#### Goal
Where does the word "bottle" appear in the material below? Locate and copy every line that contains it.

[Items from a labeling collection]
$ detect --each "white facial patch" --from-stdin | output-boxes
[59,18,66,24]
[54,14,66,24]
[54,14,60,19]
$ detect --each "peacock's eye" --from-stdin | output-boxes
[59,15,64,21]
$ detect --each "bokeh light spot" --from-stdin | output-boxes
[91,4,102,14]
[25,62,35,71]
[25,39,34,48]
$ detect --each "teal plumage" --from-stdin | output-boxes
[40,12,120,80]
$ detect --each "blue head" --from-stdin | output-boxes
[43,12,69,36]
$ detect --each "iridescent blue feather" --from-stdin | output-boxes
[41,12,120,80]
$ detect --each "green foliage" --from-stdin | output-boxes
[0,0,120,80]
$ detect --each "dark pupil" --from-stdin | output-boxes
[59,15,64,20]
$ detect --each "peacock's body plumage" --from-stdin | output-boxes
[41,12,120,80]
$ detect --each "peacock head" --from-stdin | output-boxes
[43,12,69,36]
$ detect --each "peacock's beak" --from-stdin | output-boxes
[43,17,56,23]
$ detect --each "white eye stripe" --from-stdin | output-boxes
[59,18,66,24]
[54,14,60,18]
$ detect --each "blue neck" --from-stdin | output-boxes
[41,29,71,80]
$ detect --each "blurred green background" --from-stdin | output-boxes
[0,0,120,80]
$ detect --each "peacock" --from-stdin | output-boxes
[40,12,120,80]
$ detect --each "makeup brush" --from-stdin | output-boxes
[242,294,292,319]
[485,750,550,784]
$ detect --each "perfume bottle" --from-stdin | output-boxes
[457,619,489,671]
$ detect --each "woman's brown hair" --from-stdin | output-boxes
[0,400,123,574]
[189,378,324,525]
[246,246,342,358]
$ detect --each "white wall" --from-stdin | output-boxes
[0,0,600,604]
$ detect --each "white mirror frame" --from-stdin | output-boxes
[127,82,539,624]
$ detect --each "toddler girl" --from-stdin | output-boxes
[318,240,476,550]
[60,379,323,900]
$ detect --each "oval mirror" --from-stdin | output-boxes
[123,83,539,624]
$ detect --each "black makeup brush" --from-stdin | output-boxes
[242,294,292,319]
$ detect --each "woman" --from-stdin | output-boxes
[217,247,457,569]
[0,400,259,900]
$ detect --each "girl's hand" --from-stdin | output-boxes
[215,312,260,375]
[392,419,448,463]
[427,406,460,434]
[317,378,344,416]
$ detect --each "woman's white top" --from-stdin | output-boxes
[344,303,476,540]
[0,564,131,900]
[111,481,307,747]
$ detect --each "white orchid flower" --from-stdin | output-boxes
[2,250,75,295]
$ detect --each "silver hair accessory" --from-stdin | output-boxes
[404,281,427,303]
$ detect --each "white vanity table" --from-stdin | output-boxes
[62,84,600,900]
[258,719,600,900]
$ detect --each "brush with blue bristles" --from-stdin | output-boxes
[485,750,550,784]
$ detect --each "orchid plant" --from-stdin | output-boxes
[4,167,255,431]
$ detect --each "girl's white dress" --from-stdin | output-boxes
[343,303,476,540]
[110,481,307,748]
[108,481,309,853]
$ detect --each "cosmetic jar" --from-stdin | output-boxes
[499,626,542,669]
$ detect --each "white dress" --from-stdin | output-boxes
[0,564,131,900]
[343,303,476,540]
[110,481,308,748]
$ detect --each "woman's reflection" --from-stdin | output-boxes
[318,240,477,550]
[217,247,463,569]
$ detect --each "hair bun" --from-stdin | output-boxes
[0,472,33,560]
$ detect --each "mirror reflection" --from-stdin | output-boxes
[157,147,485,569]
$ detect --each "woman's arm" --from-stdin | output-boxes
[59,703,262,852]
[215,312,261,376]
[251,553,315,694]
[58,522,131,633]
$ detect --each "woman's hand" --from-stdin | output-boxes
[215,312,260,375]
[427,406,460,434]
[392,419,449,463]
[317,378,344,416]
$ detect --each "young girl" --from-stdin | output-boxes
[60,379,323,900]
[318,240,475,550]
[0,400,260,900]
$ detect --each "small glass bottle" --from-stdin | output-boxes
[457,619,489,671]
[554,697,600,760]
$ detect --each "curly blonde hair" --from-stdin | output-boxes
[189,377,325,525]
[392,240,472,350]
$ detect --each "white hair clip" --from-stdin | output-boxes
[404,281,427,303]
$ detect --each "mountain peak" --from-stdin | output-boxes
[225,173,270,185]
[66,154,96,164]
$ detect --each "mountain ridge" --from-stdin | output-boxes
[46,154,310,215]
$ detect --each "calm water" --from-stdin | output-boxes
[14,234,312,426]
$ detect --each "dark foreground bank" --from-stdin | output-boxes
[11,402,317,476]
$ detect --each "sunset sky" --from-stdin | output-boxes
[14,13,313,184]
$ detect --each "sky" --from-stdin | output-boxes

#### Response
$ detect --each "perfume bottle" --from-stdin | output-boxes
$ detect --each "small glass bottle" --from-stdin | output-boxes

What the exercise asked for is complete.